- Problem requirements: Gather every line of the material that contains the string "face" and copy each one out in full.

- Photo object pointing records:

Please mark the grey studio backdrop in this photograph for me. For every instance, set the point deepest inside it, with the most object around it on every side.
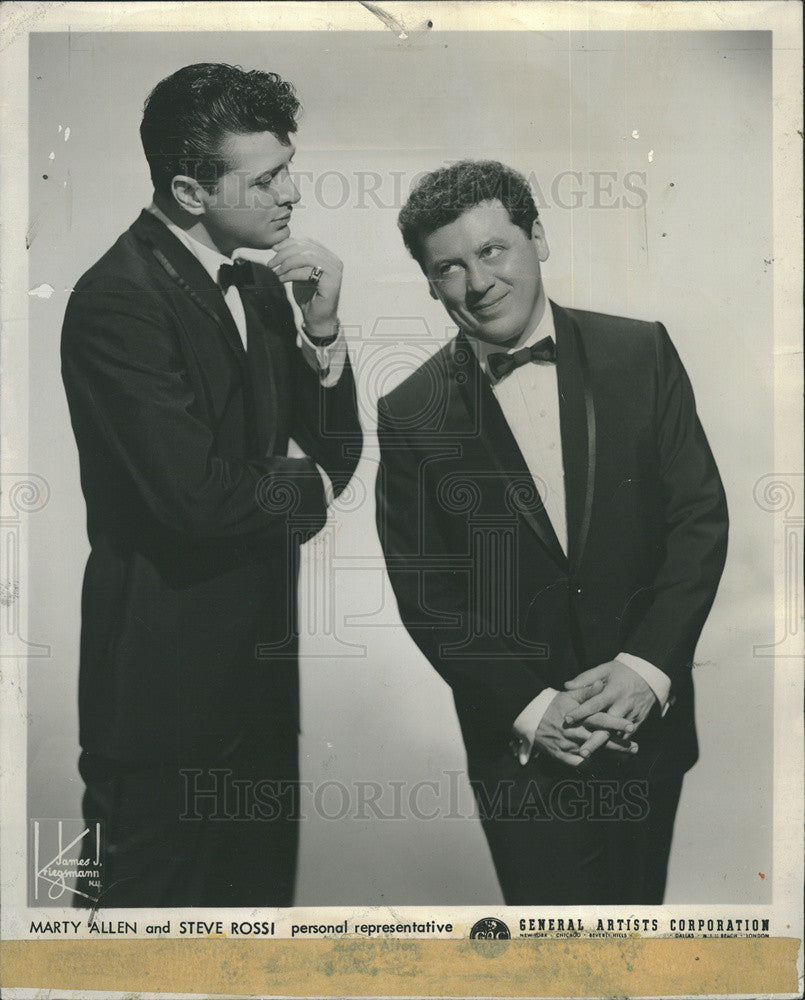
(667, 215)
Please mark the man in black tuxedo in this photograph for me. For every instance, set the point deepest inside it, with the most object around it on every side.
(211, 436)
(554, 529)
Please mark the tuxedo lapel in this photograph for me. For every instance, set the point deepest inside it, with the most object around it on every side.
(189, 274)
(473, 393)
(577, 423)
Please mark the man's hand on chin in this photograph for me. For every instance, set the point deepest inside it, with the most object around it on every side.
(573, 744)
(624, 695)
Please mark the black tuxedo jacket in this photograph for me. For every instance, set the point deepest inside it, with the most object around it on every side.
(194, 513)
(483, 585)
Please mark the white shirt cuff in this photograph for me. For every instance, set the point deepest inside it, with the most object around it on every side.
(659, 682)
(328, 360)
(294, 451)
(527, 722)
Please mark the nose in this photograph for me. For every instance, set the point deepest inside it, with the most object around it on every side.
(479, 279)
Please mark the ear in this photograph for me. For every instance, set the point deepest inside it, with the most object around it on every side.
(540, 240)
(189, 194)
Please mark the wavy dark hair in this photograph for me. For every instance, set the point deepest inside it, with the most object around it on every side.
(188, 115)
(443, 195)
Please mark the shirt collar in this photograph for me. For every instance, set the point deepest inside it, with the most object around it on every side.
(209, 259)
(545, 328)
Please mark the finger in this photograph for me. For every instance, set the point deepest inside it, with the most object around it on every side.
(587, 677)
(567, 758)
(294, 260)
(300, 274)
(610, 720)
(595, 742)
(579, 735)
(597, 703)
(303, 249)
(582, 694)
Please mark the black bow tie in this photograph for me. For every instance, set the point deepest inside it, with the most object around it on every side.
(239, 274)
(500, 364)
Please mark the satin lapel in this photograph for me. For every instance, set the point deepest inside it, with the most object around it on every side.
(188, 273)
(472, 387)
(577, 423)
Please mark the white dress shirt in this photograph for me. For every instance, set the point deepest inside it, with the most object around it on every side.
(529, 400)
(327, 360)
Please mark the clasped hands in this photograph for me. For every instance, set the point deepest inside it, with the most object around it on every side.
(601, 707)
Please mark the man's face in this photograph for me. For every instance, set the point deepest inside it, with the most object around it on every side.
(252, 203)
(485, 271)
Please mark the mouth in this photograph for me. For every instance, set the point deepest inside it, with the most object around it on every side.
(486, 307)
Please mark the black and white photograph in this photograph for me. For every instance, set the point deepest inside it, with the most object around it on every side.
(402, 485)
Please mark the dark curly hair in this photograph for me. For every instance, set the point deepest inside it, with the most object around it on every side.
(443, 195)
(189, 113)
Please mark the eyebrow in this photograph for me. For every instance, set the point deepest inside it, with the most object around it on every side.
(457, 259)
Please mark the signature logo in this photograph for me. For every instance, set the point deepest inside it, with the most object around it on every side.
(490, 929)
(67, 860)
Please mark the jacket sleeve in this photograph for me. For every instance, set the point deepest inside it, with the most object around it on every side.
(696, 521)
(324, 420)
(432, 592)
(125, 382)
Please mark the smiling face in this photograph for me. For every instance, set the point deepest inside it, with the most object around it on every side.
(252, 202)
(486, 272)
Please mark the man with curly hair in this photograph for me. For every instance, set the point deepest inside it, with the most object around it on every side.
(212, 435)
(555, 529)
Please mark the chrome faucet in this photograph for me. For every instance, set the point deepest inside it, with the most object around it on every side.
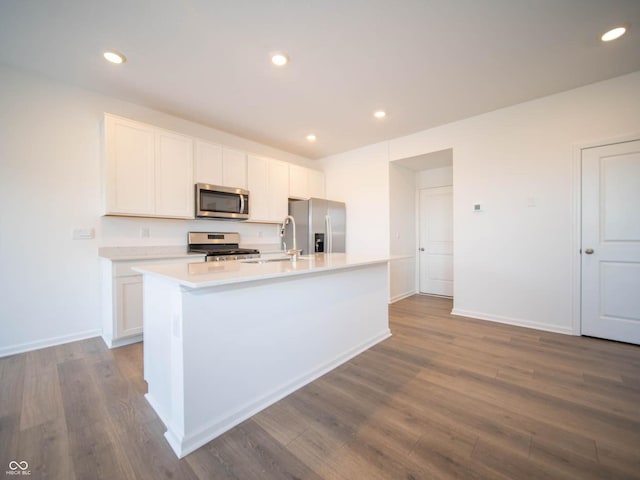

- Task result:
Please mark the man's face in this photograph for me. For every instance, set the point deepest inside it, with the most object around it on every side.
Please mark the smiling face in this photograph for me. For every instance, set the point deepest inside it, with the most object around it on every side.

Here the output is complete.